> _THE PROBLEM_
For the data that follows, state how many lines hold the string "target", giving the number by itself.

> _MATERIAL FOR THIS EXERCISE_
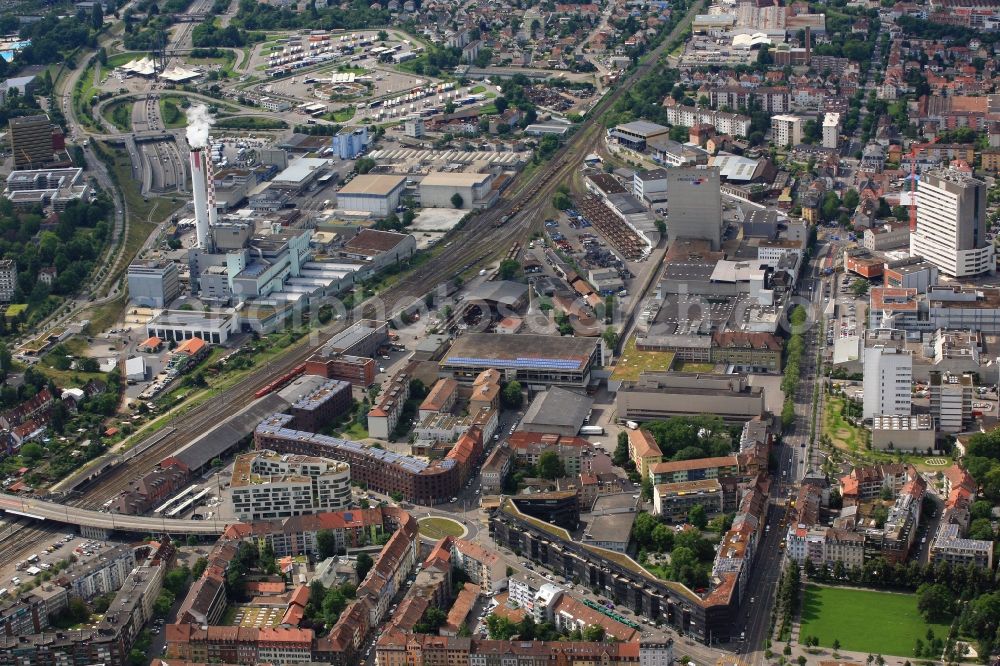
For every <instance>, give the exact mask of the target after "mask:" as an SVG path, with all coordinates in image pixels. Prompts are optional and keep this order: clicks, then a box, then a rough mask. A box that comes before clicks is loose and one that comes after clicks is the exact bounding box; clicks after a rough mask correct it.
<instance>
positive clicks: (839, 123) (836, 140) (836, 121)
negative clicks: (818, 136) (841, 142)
mask: <svg viewBox="0 0 1000 666" xmlns="http://www.w3.org/2000/svg"><path fill="white" fill-rule="evenodd" d="M838 143H840V114H839V113H834V112H832V111H831V112H829V113H827V114H826V115H825V116H823V147H824V148H836V147H837V144H838Z"/></svg>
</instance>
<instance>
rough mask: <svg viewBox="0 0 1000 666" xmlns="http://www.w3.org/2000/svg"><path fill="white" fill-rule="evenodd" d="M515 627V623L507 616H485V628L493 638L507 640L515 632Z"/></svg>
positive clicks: (490, 635)
mask: <svg viewBox="0 0 1000 666" xmlns="http://www.w3.org/2000/svg"><path fill="white" fill-rule="evenodd" d="M517 629H518V627H517V624H516V623H514V622H511V621H510V620H509V619H508V618H507V617H501V616H499V615H490V616H488V617H487V618H486V630H487V631H488V632H489V635H490V638H491V639H493V640H497V641H509V640H510V639H511V638H513V636H514V634H515V633H517ZM522 638H523V637H522Z"/></svg>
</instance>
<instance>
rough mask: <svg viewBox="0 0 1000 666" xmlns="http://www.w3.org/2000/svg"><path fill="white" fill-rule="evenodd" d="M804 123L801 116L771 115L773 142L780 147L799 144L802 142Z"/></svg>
mask: <svg viewBox="0 0 1000 666" xmlns="http://www.w3.org/2000/svg"><path fill="white" fill-rule="evenodd" d="M803 124H804V123H803V120H802V118H801V117H800V116H792V115H789V114H781V115H777V116H771V142H772V143H773V144H774V145H776V146H779V147H785V146H797V145H799V144H800V143H802V125H803Z"/></svg>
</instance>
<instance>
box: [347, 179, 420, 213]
mask: <svg viewBox="0 0 1000 666" xmlns="http://www.w3.org/2000/svg"><path fill="white" fill-rule="evenodd" d="M405 186H406V178H404V177H403V176H390V175H381V174H379V175H376V174H362V175H360V176H356V177H355V178H354V180H352V181H351V182H349V183H347V184H346V185H344V186H343V187H342V188H340V191H339V192H337V208H338V209H339V210H342V211H350V212H352V213H367V214H369V215H371V216H372V217H388V216H389V213H391V212H393V211H394V210H396V206H398V205H399V199H400V197H401V196H402V194H403V188H404V187H405Z"/></svg>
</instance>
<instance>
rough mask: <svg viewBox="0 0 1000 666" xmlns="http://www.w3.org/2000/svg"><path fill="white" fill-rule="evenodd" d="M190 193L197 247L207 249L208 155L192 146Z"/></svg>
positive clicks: (207, 209)
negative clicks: (193, 195) (197, 244)
mask: <svg viewBox="0 0 1000 666" xmlns="http://www.w3.org/2000/svg"><path fill="white" fill-rule="evenodd" d="M190 159H191V193H192V194H193V195H194V226H195V230H196V231H197V234H198V247H200V248H201V249H203V250H206V251H209V250H211V249H212V248H211V247H210V242H209V237H208V233H209V230H208V189H207V185H206V171H205V168H206V166H205V165H206V162H208V156H207V155H206V154H205V149H204V148H200V147H199V148H192V149H191V154H190Z"/></svg>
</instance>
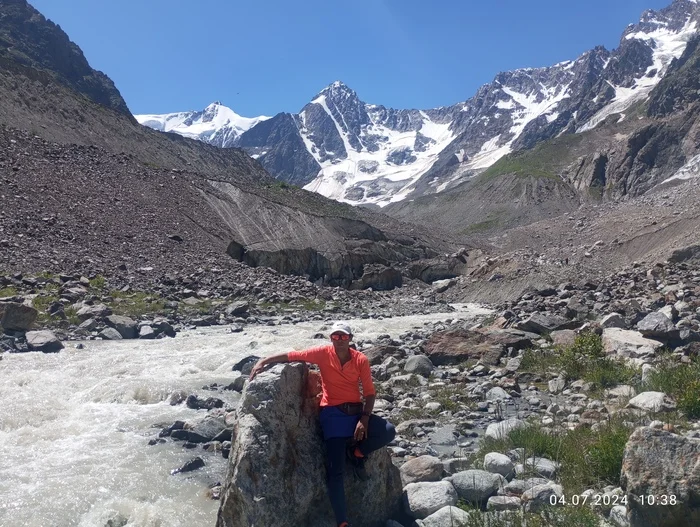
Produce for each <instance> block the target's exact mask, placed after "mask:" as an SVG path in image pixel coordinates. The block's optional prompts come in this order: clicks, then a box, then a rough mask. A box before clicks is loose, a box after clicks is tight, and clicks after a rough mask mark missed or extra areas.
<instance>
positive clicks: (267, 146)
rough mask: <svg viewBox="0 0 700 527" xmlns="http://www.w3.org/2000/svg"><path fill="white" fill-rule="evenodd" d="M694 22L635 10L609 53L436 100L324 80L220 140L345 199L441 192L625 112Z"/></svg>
mask: <svg viewBox="0 0 700 527" xmlns="http://www.w3.org/2000/svg"><path fill="white" fill-rule="evenodd" d="M699 20H700V5H699V4H698V3H697V2H696V1H695V0H675V1H674V2H673V3H672V4H671V5H669V6H668V7H666V8H664V9H662V10H659V11H658V12H655V11H646V12H645V13H643V14H642V16H641V19H640V21H639V23H637V24H633V25H630V26H628V27H627V28H626V29H625V31H624V32H623V34H622V37H621V40H620V45H619V46H618V48H617V49H615V50H613V51H608V50H606V49H604V48H602V47H597V48H595V49H593V50H590V51H588V52H586V53H584V54H583V55H581V56H580V57H579V58H577V59H576V60H572V61H566V62H563V63H560V64H556V65H554V66H550V67H543V68H523V69H518V70H514V71H510V72H503V73H499V74H498V75H497V76H496V77H495V79H494V80H493V81H492V82H491V83H489V84H486V85H484V86H482V87H481V88H480V89H479V90H478V91H477V93H476V94H475V95H474V96H473V97H472V98H470V99H468V100H466V101H464V102H460V103H458V104H455V105H452V106H449V107H445V108H437V109H433V110H424V111H420V110H394V109H388V108H384V107H382V106H377V105H372V104H367V103H364V102H363V101H361V100H360V99H359V98H358V96H357V94H356V93H355V92H354V91H353V90H351V89H350V88H348V87H347V86H345V85H344V84H342V83H341V82H335V83H333V84H331V85H330V86H328V87H327V88H325V89H324V90H322V91H321V92H320V93H319V94H318V95H317V96H316V97H314V98H313V100H312V101H311V102H310V103H309V104H307V105H306V106H305V107H304V108H302V109H301V111H300V112H299V113H298V114H280V115H279V116H276V117H275V118H273V119H271V120H270V121H274V124H273V123H271V122H269V121H268V122H267V123H260V124H258V125H256V126H254V127H252V128H251V129H250V130H248V131H247V132H244V133H243V134H242V135H241V136H240V138H239V139H238V140H234V142H233V143H232V144H231V145H237V146H240V147H242V148H244V149H246V150H247V151H248V152H249V153H250V154H251V155H254V156H256V158H257V159H258V160H259V161H260V162H261V164H262V165H263V166H264V167H265V168H266V169H267V170H268V171H269V172H270V173H271V174H273V175H274V176H275V177H277V178H279V179H282V180H283V181H287V182H292V183H294V184H297V185H304V187H305V188H307V189H309V190H313V191H315V192H319V193H321V194H323V195H326V196H330V197H333V198H336V199H340V200H343V201H346V202H349V203H353V204H374V205H379V206H386V205H388V204H390V203H395V202H398V201H401V200H405V199H407V198H408V199H413V198H416V197H418V196H422V195H425V194H432V193H436V192H443V191H445V190H447V189H449V188H452V187H454V186H456V185H458V184H459V183H461V182H464V181H466V180H468V179H470V178H471V177H473V176H475V175H477V174H479V173H480V172H482V171H484V170H485V169H486V168H488V167H490V166H491V165H493V164H494V163H495V162H496V161H498V160H499V159H501V158H502V157H503V156H504V155H507V154H509V153H511V152H516V151H520V150H525V149H529V148H532V147H533V146H535V145H536V144H538V143H539V142H541V141H544V140H547V139H550V138H554V137H557V136H559V135H561V134H571V133H581V132H585V131H590V130H593V129H595V128H596V127H598V126H600V125H601V124H602V123H603V122H605V120H606V119H609V118H616V119H618V120H624V119H626V118H629V115H628V114H629V111H628V110H629V109H630V108H632V107H634V106H635V105H636V104H637V103H640V102H643V101H645V100H646V98H647V97H648V96H649V94H650V93H651V91H652V90H653V88H654V87H655V86H656V85H657V84H658V83H659V81H660V80H661V79H663V78H664V76H665V75H666V73H667V71H668V67H669V65H670V64H671V62H672V61H673V60H674V59H676V58H678V57H680V56H681V54H682V53H683V51H684V49H685V47H686V45H687V42H688V40H690V39H691V38H692V37H693V35H695V34H697V32H698V28H699V27H700V26H699V25H698V22H699ZM613 116H614V117H613ZM275 120H276V121H275ZM292 124H294V126H292ZM259 127H261V129H260V130H256V128H259ZM294 128H296V130H294ZM302 144H303V146H304V151H300V146H301V145H302ZM225 146H227V145H225ZM228 146H230V145H228Z"/></svg>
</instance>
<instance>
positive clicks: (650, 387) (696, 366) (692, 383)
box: [641, 357, 700, 419]
mask: <svg viewBox="0 0 700 527" xmlns="http://www.w3.org/2000/svg"><path fill="white" fill-rule="evenodd" d="M641 387H642V389H644V390H647V391H655V392H664V393H666V394H668V395H670V396H671V397H673V398H674V399H675V400H676V404H677V407H678V409H679V410H681V411H682V412H683V413H684V414H685V416H686V417H688V418H690V419H697V418H700V358H697V357H696V358H694V359H693V360H692V361H691V363H690V364H679V363H675V362H673V361H672V359H671V358H670V357H665V358H664V359H663V360H662V362H661V363H660V364H659V365H657V366H656V368H655V371H653V372H651V373H650V374H649V377H648V379H647V380H646V382H645V383H644V384H643V385H641Z"/></svg>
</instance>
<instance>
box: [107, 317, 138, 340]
mask: <svg viewBox="0 0 700 527" xmlns="http://www.w3.org/2000/svg"><path fill="white" fill-rule="evenodd" d="M107 324H108V325H109V326H110V327H113V328H114V329H116V330H117V331H118V332H119V334H120V335H121V336H122V338H124V339H135V338H136V337H138V324H137V323H136V321H135V320H133V319H131V318H129V317H124V316H122V315H110V316H108V317H107Z"/></svg>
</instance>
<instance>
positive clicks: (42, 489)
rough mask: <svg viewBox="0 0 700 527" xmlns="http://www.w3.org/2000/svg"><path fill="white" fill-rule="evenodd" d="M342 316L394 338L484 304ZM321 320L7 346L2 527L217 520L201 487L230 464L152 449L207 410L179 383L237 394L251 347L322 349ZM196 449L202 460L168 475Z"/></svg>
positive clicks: (267, 348) (212, 504)
mask: <svg viewBox="0 0 700 527" xmlns="http://www.w3.org/2000/svg"><path fill="white" fill-rule="evenodd" d="M456 307H458V311H457V312H454V313H443V314H433V315H420V316H409V317H397V318H391V319H384V320H373V319H361V320H351V321H349V322H350V324H351V325H352V327H353V330H354V332H355V335H356V339H358V340H362V339H367V338H375V337H377V336H378V335H381V334H387V333H388V334H390V335H391V336H392V337H394V338H396V337H398V336H399V335H400V334H402V333H404V332H406V331H409V330H411V329H415V328H419V327H421V326H422V325H423V323H424V322H427V321H438V320H446V319H457V318H460V319H462V318H471V317H474V316H476V315H482V314H485V313H487V312H488V310H485V309H482V308H479V307H477V306H456ZM323 325H324V323H323V322H320V321H312V322H305V323H300V324H296V325H292V324H284V325H279V326H250V327H246V329H245V332H244V333H237V334H232V333H230V332H229V331H228V328H227V327H217V328H207V329H199V330H193V331H186V332H183V333H180V334H178V336H177V337H176V338H174V339H162V340H152V341H143V340H136V341H135V340H131V341H86V342H85V343H84V344H85V349H76V348H75V343H67V346H66V348H65V349H64V350H62V351H61V352H60V353H56V354H43V353H23V354H8V353H5V354H4V355H3V357H2V360H0V452H2V455H1V457H0V525H1V526H3V527H20V526H22V527H67V526H79V527H106V526H122V525H128V526H142V527H200V526H201V527H212V526H213V525H214V524H215V521H216V511H217V510H218V506H219V503H218V502H217V501H213V500H211V499H209V498H208V497H207V496H206V489H207V485H208V484H210V483H214V482H216V481H221V480H222V478H223V476H224V474H225V467H226V460H224V459H223V458H222V457H221V454H220V453H219V454H209V453H207V452H204V451H203V450H202V449H201V448H197V449H194V450H186V449H183V448H182V447H181V443H179V442H178V443H174V442H172V441H170V440H169V441H168V442H167V443H165V444H159V445H155V446H149V445H148V440H149V439H151V438H154V437H156V436H157V434H158V431H159V428H154V425H155V424H161V425H163V426H166V425H169V424H170V423H172V422H173V421H175V420H178V419H180V420H185V421H187V420H191V421H197V420H200V419H201V418H202V417H203V416H204V415H205V414H206V412H205V411H204V410H200V411H196V410H191V409H189V408H187V407H186V406H185V405H179V406H170V405H169V404H168V398H169V396H170V394H171V393H172V392H174V391H176V390H181V389H184V390H186V391H187V393H196V394H197V395H199V396H201V397H210V396H214V397H219V398H222V399H226V397H229V400H228V401H227V402H233V401H234V397H238V395H237V394H235V392H228V391H224V392H209V391H206V390H202V387H203V386H205V385H210V384H212V383H219V384H224V385H225V384H228V383H230V382H231V380H232V378H233V374H232V372H231V367H232V365H233V364H235V363H236V362H237V361H238V360H240V359H242V358H243V357H245V356H246V355H249V354H251V353H255V354H256V355H261V356H265V355H268V354H273V353H279V352H282V351H289V350H292V349H303V348H305V347H308V346H311V345H317V344H318V343H319V341H318V340H313V339H312V338H311V337H312V336H313V334H314V333H317V332H319V331H320V330H321V327H322V326H323ZM195 456H201V457H202V458H203V459H204V461H205V463H206V466H205V467H204V468H203V469H201V470H198V471H195V472H191V473H187V474H178V475H174V476H173V475H170V471H171V470H172V469H174V468H178V467H180V466H182V465H183V464H184V463H185V462H186V461H188V460H190V459H192V458H193V457H195Z"/></svg>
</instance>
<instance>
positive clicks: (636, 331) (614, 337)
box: [603, 328, 663, 357]
mask: <svg viewBox="0 0 700 527" xmlns="http://www.w3.org/2000/svg"><path fill="white" fill-rule="evenodd" d="M662 347H663V343H661V342H659V341H657V340H653V339H648V338H645V337H644V336H643V335H642V334H641V333H640V332H639V331H631V330H628V329H619V328H607V329H604V330H603V349H604V350H605V352H606V353H609V354H613V353H614V354H618V355H622V356H625V357H639V356H647V355H653V354H654V353H655V352H656V350H658V349H659V348H662Z"/></svg>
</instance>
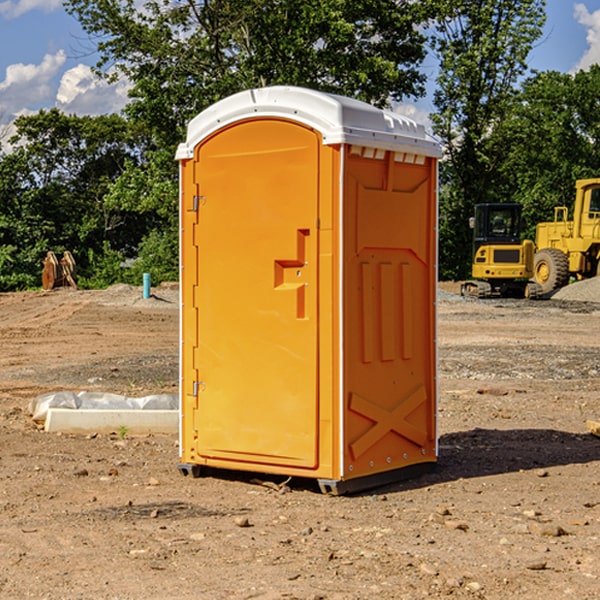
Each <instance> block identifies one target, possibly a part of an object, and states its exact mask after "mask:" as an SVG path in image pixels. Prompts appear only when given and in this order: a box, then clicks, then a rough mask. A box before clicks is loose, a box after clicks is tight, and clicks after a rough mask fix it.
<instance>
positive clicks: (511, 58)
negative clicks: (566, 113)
mask: <svg viewBox="0 0 600 600" xmlns="http://www.w3.org/2000/svg"><path fill="white" fill-rule="evenodd" d="M439 7H440V15H441V18H439V19H438V20H437V22H436V35H435V38H434V40H433V47H434V49H435V51H436V53H437V55H438V57H439V59H440V74H439V76H438V79H437V89H436V91H435V93H434V104H435V106H436V113H435V114H434V115H433V116H432V120H433V124H434V131H435V132H436V134H437V135H438V136H440V138H441V140H442V142H443V144H444V146H445V150H446V153H447V161H446V163H445V164H444V165H443V167H442V183H443V187H442V191H443V193H442V195H441V211H440V213H441V214H440V217H441V220H440V246H441V248H442V252H441V253H440V270H441V273H442V276H444V277H453V278H462V277H465V276H466V275H467V274H468V270H469V264H470V249H471V240H470V232H469V229H468V224H467V223H468V217H469V216H470V215H471V214H472V210H473V206H474V204H476V203H478V202H492V201H498V200H499V199H500V195H499V193H498V190H499V188H498V187H497V173H498V169H499V167H500V165H501V163H502V161H503V154H502V151H500V152H497V150H501V148H500V146H499V145H498V144H495V143H493V138H494V135H495V130H496V128H497V127H498V125H499V124H501V123H502V121H503V120H504V119H505V118H506V117H507V115H508V114H509V113H510V111H511V109H512V106H513V103H514V99H515V92H516V87H517V84H518V81H519V78H520V77H522V75H523V74H524V73H525V72H526V70H527V62H526V60H527V55H528V54H529V51H530V50H531V47H532V44H533V43H534V42H535V40H537V39H538V38H539V37H540V35H541V32H542V26H543V24H544V20H545V11H544V7H545V0H516V1H515V0H497V1H495V2H491V1H489V0H476V1H473V0H441V1H440V3H439Z"/></svg>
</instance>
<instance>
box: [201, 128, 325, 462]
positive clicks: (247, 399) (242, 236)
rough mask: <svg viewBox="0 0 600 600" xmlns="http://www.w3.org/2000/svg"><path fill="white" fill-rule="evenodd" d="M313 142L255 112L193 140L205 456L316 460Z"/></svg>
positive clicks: (201, 379)
mask: <svg viewBox="0 0 600 600" xmlns="http://www.w3.org/2000/svg"><path fill="white" fill-rule="evenodd" d="M319 148H320V137H319V135H318V134H317V133H316V132H314V131H313V130H312V129H309V128H306V127H304V126H301V125H299V124H297V123H294V122H291V121H286V120H279V119H266V120H264V119H261V120H258V119H257V120H247V121H243V122H240V123H237V124H234V125H232V126H229V127H228V128H224V129H222V130H220V131H219V132H217V133H216V134H214V135H213V136H212V137H210V138H209V139H207V140H206V141H204V142H203V143H202V144H201V145H199V146H198V148H197V149H196V156H195V161H196V164H195V175H194V178H195V183H196V184H197V185H196V189H197V190H198V196H197V197H196V198H195V199H194V201H195V202H196V203H197V205H198V226H197V230H196V231H197V235H196V237H197V239H196V240H195V243H196V244H197V247H198V252H197V256H198V261H197V263H198V267H197V268H198V277H197V281H198V287H197V293H196V296H197V297H196V298H195V300H194V303H195V309H196V310H197V315H198V317H197V323H198V336H197V339H198V345H197V347H196V348H195V349H194V350H193V351H194V359H193V362H194V364H195V369H196V372H197V373H198V381H197V382H194V388H195V389H194V393H196V394H197V410H196V411H194V413H195V421H196V422H195V427H194V428H195V430H196V431H197V435H198V439H197V442H196V451H197V453H198V454H199V456H201V457H203V458H205V459H207V462H208V464H210V458H214V459H218V461H219V464H221V465H222V461H223V460H227V461H231V468H237V467H238V466H239V467H243V464H244V463H252V464H253V465H254V464H256V466H257V468H258V465H259V464H274V465H290V466H294V467H306V468H314V467H316V466H317V464H318V456H317V436H318V429H317V424H318V406H319V405H318V396H317V391H318V385H317V382H318V372H317V367H318V360H317V359H318V356H317V347H318V316H319V315H318V304H317V298H318V272H317V246H318V232H317V229H316V227H317V217H318V164H319ZM246 468H248V467H246Z"/></svg>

> _ANSWER TO THIS PROBLEM_
3